The parties’ representations about the application of section 12(1)

[39] The ministry submits that the Project Note is exempt from disclosure pursuant to the introductory wording of section 12(1)  and section 12(1) (b) of the Act .

[40] As noted above, the ministry submits that the Project Note was submitted to the Treasury Board/Management Board of Cabinet and that it provides specifics about the development of the NTC, including background information, financial calculations and other related information. The ministry provided additional descriptive information about the Project Note in the confidential portions of its representations; however, I cannot reveal additional details about those submissions without revealing the content of the information at issue.[13]

[41] The ministry submits that Treasury Board is a Cabinet committee responsible for providing oversight of government financial, expenditure and accounting policies and procedures.[14] It says that Management Board of Cabinet is also a Cabinet committee that is responsible for providing oversight of administrative policies and procedures to ensure the Ontario Public Service is efficient and effective.[15] The ministry asserts that Treasury Board and Management Board of Cabinet sit together as one committee to “ensure strong financial and human resource management and provides strategic leadership in driving the government’s transformation and expenditure management strategy.”

[42] The ministry’s position is that because the Project Note was submitted to, and considered by, Treasury Board and the Management Board of Cabinet, as well as Cabinet, it is captured by the exemption under section 12(1) through the introductory language and through section 12(1)(b) specifically.

[43] The ministry states that it submitted the Project Note to Treasury Board, the Management Board of Cabinet, and Cabinet for consideration and approval to proceed with alternative financing and a procurement project. It says the primary purpose of the Project Note was to assist Treasury Board and the Management Board of Cabinet and advise them of the key considerations and recommended courses of action regarding the NTC.

[44] The ministry submits that the Project Note contains material information and recommendations that were reviewed by Cabinet and deliberated upon to make decisions relating to the NTC project. The ministry provided additional specific details and explanations in its confidential representations about the information about the Project Note and describes how the Treasury Board and the Management Board of Cabinet considered the information in determining whether to approve the ministry’s request.

» **WORK INSTRUCTIONS**:
Translate this sentence from the passage on section 12(1) into French: "The ministry states that it submitted the Project Note to Treasury Board, the Management Board of Cabinet, and Cabinet for consideration and approval to proceed with alternative financing and a procurement project." These records were drawn from a separate source.

Records excerpted from a collection
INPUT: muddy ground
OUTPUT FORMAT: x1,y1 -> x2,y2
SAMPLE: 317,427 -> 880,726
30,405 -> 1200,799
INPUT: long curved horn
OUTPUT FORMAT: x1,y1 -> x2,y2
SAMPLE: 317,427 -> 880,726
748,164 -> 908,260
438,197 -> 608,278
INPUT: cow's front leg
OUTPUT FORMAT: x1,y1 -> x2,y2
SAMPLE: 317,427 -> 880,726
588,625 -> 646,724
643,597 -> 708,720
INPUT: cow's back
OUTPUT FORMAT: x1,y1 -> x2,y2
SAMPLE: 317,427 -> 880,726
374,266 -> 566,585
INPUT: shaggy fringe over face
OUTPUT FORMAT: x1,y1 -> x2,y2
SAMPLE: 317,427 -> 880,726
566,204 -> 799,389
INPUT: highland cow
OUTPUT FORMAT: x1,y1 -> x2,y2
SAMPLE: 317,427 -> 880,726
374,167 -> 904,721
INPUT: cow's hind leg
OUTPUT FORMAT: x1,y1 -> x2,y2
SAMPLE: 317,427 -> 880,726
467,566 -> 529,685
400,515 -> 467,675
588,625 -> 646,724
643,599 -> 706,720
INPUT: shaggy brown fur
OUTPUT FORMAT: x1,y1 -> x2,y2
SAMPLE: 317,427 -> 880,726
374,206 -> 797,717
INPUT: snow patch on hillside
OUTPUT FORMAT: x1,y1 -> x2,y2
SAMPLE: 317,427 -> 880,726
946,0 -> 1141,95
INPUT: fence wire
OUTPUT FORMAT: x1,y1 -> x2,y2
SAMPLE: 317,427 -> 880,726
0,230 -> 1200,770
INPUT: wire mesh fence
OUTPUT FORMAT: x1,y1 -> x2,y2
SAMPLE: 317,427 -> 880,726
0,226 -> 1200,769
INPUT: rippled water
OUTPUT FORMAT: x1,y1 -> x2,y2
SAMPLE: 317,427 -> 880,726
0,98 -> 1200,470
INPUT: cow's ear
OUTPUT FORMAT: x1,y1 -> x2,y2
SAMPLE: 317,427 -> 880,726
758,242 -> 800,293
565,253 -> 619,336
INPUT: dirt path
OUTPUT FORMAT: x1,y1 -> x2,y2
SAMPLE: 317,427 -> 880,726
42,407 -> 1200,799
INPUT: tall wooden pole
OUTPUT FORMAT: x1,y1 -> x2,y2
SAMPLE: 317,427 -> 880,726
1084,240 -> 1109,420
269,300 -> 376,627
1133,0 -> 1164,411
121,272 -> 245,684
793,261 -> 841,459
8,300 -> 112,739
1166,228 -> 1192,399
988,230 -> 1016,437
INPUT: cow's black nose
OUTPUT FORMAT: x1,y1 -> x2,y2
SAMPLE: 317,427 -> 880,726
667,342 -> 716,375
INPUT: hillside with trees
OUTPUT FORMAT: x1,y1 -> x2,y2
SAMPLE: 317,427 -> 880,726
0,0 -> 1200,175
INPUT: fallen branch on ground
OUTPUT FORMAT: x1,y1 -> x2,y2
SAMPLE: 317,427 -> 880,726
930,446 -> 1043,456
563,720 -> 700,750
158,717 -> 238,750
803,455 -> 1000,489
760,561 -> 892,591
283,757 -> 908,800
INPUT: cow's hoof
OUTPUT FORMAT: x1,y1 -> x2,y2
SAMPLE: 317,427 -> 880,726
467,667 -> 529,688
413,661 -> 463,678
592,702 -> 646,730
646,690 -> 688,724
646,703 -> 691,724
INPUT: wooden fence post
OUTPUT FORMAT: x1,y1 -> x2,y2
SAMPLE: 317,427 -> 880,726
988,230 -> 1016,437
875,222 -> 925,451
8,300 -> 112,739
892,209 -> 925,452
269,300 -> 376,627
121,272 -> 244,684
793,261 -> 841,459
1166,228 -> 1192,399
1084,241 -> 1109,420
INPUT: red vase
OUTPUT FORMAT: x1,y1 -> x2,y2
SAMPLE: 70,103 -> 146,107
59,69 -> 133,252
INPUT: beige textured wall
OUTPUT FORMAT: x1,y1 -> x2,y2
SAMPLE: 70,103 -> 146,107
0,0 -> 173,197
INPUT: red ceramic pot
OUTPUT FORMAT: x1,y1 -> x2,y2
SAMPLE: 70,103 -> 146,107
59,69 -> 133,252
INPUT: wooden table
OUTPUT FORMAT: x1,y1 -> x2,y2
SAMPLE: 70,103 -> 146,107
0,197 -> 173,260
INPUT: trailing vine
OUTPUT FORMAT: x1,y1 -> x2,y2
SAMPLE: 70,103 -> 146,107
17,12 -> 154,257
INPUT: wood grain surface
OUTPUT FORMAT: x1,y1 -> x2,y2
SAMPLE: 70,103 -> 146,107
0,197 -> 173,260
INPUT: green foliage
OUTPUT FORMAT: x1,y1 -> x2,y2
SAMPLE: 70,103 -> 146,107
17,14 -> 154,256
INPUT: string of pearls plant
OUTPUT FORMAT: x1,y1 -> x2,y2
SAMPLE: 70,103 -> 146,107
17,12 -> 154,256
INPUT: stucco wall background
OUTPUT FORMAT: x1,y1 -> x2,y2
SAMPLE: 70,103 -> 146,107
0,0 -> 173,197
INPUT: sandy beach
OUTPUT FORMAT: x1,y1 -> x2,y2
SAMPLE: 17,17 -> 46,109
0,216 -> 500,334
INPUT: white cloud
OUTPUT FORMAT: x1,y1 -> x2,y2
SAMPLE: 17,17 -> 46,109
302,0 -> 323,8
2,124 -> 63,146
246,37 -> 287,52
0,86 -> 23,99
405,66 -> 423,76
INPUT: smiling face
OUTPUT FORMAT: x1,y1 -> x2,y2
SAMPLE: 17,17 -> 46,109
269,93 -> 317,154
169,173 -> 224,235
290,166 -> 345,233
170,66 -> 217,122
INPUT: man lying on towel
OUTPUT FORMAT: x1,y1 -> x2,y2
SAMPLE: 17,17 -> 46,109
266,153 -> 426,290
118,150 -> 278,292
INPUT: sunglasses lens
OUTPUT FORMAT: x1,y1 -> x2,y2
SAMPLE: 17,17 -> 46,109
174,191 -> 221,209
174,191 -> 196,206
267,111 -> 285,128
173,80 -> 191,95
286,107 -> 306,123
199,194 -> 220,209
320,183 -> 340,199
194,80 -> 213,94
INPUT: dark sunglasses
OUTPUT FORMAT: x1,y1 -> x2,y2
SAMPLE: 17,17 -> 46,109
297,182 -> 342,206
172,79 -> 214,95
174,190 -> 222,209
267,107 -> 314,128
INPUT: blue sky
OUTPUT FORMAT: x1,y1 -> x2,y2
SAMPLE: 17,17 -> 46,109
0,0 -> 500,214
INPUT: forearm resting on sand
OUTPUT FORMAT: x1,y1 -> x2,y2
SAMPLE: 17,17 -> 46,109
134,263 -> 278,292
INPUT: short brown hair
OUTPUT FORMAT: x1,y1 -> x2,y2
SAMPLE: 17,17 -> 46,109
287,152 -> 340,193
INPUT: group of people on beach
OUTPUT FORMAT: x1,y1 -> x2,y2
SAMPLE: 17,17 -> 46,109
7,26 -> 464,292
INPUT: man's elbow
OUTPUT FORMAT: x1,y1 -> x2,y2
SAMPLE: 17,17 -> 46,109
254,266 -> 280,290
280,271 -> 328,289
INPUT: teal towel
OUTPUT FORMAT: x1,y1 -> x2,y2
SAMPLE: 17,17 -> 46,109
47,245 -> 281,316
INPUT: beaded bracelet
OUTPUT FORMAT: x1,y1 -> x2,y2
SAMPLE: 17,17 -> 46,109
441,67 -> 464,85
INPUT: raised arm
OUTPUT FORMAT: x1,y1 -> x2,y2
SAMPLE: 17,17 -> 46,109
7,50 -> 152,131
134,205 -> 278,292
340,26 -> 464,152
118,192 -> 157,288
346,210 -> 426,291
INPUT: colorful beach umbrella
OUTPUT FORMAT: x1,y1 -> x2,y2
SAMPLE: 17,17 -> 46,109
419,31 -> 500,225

» **RESULT OF THIS EXERCISE**:
Le ministère déclare avoir soumis la note de projet au Conseil du Trésor, au Conseil de gestion du gouvernement et au Conseil des ministres aux fins d'examen et d'approbation en vue de procéder à un financement de rechange et à un projet d'approvisionnement.